Sunday, November 12, 2017
Sexual Violence In Latin America And The Caribbean Takes Center Stage At The Inter-American Commission On Human Rights
Center for Reproductive Rights (Oct. 26, 2017): Sexual Violence In Latin America And The Caribbean Takes Center Stage At The Inter-American Commission On Human Rights
In late October advocates for human rights, reproductive rights, and child and adolescent rights gathered together in Uruguay to testify "on the failure of governments to condemn sexual violence and provide access to justice for adolescents and girls."
The Commission was presented with a declaration signed by over 100 organizations calling for the Commission to hold countries accountable for having policies which provide justice for sexual violence survivors, and policies that would ensure the sexual and reproductive rights of women.
"The declaration specifically calls for the elimination of legal and administrative barriers to sexual and reproductive health services and the development of specific protocols to provide redress for victims of sexual violence, including reparation."
Catalina Martínez Coral, the regional director for Latin America & the Caribbean at the Center for Reproductive Rights, stated
“Too many young girls and women who experience sexual violence are oppressed, stigmatized and denied access to justice.

= Study material =
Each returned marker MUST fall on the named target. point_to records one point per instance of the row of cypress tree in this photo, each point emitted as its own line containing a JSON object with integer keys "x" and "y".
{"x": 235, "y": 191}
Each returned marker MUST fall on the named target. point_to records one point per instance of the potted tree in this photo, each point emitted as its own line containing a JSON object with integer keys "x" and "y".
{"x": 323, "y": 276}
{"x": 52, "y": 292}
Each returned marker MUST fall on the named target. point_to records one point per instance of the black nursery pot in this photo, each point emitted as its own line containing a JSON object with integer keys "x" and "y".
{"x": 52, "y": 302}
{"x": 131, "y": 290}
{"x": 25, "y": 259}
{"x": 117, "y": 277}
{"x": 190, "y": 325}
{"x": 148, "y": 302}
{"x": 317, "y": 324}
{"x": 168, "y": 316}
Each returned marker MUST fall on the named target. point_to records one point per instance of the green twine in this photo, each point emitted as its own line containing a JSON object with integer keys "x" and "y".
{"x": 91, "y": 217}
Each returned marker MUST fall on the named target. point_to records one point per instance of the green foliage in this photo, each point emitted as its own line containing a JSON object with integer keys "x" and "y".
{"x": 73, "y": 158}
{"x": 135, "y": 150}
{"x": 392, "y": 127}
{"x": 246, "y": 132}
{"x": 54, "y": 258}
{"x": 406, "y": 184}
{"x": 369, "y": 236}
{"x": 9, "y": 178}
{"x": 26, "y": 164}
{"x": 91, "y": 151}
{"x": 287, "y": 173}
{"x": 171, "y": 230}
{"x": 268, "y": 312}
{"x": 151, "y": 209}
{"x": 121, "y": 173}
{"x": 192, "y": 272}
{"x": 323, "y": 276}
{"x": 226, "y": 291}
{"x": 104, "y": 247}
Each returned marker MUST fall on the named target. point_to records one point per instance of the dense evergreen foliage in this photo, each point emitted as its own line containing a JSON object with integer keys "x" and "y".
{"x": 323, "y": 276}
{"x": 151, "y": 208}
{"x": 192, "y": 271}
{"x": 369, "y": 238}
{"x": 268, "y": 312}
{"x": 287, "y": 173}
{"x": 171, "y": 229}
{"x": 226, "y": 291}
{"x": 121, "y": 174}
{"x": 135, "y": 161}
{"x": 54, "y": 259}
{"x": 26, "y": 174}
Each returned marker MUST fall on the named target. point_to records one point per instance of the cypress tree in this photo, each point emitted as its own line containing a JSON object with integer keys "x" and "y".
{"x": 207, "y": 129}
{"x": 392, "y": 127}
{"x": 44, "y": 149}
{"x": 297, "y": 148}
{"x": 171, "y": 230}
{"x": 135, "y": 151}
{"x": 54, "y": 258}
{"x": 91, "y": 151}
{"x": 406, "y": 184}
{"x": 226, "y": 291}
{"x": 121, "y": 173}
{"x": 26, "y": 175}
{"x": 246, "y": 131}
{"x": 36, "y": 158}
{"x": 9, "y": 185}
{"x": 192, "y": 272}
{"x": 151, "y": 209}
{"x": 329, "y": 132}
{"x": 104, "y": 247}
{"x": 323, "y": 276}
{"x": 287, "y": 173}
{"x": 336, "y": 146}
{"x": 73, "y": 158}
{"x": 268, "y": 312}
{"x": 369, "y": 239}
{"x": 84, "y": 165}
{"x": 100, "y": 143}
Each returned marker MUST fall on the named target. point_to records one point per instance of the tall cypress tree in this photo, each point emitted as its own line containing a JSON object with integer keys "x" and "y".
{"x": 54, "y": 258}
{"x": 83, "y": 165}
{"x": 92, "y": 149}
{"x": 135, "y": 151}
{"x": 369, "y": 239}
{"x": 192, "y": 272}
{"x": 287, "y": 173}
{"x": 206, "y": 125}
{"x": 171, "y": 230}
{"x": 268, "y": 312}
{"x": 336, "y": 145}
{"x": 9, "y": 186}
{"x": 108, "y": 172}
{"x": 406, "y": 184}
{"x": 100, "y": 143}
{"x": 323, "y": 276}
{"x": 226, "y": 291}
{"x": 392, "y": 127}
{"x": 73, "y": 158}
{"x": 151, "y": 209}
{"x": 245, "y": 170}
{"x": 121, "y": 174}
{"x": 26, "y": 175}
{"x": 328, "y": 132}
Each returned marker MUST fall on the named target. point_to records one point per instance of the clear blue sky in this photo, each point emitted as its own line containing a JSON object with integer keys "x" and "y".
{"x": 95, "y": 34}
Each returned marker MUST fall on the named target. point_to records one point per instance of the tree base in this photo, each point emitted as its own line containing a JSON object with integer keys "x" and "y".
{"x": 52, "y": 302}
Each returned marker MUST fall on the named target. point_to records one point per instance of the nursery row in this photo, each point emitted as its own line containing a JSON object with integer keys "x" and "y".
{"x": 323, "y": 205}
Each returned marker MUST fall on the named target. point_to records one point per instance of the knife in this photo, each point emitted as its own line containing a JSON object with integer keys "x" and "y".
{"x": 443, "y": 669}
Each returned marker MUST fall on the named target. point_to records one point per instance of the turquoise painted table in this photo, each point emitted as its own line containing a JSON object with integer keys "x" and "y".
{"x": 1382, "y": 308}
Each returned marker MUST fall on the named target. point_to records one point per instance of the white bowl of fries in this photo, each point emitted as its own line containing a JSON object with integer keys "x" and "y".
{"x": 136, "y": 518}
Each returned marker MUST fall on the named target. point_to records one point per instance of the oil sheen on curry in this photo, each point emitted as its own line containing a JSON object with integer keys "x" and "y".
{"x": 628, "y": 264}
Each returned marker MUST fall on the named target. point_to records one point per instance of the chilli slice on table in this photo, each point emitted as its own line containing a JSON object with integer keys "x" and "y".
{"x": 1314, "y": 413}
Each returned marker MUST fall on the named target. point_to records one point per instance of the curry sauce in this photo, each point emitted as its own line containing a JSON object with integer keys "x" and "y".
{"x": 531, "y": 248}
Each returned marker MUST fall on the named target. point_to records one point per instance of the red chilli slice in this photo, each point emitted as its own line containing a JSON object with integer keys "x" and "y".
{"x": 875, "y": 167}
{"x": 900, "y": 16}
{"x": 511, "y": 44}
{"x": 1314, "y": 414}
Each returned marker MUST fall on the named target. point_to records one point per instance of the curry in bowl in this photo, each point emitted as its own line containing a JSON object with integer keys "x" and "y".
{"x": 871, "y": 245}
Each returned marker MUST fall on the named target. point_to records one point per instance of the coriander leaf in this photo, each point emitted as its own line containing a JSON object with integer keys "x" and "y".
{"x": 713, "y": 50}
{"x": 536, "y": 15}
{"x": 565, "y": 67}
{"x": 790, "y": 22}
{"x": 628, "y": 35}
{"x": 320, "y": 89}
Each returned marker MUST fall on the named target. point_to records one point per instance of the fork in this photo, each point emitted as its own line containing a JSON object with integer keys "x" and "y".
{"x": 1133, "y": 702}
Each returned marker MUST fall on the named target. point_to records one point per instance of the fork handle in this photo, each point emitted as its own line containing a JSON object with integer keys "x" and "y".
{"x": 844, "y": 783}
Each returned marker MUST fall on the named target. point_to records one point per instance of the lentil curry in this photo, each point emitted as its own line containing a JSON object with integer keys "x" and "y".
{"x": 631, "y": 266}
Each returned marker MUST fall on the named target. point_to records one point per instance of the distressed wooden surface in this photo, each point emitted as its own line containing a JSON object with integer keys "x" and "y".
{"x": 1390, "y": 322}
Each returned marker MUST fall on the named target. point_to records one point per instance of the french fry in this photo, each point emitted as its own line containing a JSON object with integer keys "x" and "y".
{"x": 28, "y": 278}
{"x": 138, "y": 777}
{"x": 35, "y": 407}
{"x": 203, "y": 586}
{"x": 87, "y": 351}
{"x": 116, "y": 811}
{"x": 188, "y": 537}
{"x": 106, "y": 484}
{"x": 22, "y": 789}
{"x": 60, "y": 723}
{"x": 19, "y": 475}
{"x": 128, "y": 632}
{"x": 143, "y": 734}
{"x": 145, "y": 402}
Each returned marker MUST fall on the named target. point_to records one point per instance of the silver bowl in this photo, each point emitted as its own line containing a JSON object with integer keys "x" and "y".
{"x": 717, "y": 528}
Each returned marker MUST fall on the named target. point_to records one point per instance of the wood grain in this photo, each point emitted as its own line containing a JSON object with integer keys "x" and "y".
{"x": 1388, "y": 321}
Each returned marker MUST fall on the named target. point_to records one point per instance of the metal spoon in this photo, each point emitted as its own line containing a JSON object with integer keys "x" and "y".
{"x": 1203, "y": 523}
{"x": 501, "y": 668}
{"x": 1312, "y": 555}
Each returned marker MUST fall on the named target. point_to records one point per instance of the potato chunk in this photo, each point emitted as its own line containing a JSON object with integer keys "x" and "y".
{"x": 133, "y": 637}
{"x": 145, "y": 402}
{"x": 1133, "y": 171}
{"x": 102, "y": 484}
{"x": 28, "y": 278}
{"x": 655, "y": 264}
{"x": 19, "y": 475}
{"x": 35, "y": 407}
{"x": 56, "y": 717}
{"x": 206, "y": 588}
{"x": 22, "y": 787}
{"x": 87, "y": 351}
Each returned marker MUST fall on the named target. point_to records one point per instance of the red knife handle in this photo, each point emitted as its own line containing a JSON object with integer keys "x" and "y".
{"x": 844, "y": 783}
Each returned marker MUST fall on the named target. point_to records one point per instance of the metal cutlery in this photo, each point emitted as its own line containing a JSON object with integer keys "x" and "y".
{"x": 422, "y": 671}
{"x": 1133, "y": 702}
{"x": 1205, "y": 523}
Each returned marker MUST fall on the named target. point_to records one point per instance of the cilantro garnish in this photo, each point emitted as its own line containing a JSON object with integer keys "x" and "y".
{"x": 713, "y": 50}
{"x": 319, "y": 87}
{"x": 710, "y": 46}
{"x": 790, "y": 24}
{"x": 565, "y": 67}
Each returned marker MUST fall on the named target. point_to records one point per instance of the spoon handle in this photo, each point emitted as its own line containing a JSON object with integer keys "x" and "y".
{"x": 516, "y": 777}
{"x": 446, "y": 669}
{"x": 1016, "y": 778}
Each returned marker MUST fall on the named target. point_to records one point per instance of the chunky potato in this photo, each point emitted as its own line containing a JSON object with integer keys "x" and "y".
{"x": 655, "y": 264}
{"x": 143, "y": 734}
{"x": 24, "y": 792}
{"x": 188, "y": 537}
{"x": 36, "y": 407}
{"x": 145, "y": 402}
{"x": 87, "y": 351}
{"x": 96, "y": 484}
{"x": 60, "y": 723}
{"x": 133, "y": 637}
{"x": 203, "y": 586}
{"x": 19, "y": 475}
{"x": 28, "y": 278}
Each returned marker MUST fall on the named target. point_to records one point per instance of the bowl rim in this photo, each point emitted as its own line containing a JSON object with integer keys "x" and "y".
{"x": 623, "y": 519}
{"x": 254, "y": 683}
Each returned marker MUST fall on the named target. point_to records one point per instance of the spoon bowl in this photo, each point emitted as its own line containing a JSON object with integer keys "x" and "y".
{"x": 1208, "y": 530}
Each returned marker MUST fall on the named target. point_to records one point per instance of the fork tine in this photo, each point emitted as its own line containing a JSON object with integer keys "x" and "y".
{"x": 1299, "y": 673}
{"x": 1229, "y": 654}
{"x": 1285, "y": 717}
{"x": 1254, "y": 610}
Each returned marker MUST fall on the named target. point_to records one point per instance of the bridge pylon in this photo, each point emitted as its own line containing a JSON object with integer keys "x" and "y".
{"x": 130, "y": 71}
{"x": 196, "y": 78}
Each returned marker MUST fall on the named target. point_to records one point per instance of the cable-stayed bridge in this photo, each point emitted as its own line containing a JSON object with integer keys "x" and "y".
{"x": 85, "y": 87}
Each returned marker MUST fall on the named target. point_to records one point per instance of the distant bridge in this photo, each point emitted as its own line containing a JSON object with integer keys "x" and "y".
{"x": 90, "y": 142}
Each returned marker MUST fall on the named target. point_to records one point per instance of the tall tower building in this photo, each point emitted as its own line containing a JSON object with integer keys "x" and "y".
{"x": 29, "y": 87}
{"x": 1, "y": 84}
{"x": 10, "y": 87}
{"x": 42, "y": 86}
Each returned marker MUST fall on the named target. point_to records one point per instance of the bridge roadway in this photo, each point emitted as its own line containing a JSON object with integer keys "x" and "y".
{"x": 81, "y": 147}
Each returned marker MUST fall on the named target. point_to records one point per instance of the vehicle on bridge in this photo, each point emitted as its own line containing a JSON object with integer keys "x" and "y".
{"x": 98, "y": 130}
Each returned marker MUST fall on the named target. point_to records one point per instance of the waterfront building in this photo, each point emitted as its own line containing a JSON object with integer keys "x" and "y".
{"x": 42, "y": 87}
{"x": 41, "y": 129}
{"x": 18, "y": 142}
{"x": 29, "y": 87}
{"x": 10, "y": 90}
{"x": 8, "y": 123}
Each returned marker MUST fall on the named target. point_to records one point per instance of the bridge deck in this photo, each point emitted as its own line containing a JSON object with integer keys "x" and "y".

= Requirement 1 =
Retype part of the post on sexual violence in Latin America and the Caribbean word for word, beginning at the words "The Commission was" and stopping after the words "rights of women.".
= Requirement 2 =
According to the post on sexual violence in Latin America and the Caribbean, how many organizations signed the declaration presented to the Commission?
= Requirement 3 =
Carry on the post on sexual violence in Latin America and the Caribbean from the point where it stops.

= Answer section 1 =
The Commission was presented with a declaration signed by over 100 organizations calling for the Commission to hold countries accountable for having policies which provide justice for sexual violence survivors, and policies that would ensure the sexual and reproductive rights of women.

= Answer section 2 =
Over 100 organizations.

= Answer section 3 =
“Survivors of sexual violence should never feel alone or silenced and it’s time for states to provide channels for women and girls to get the medical services and support services they need without fear.
“The Inter-American Commission on Human Rights must call on states to take meaningful action to prevent sexual violence and prioritize reproductive health and rights.”
During the hearing video testimony was shown. The videos displayed the "harsh reality" of being a survivor of sexual violence and how being a survivor often leads to further discrimination and violence. This in combination with the lack of reproductive health care leads to unwanted pregnancies, unsafe abortions, and higher risk of STIs.
Currently, litigation is pending with the Commission for a case filed in 2015 on behalf of an Ecuadorian teenager who was sexually assaulted by her school's vice-principal and later committed suicide after learning she was pregnant.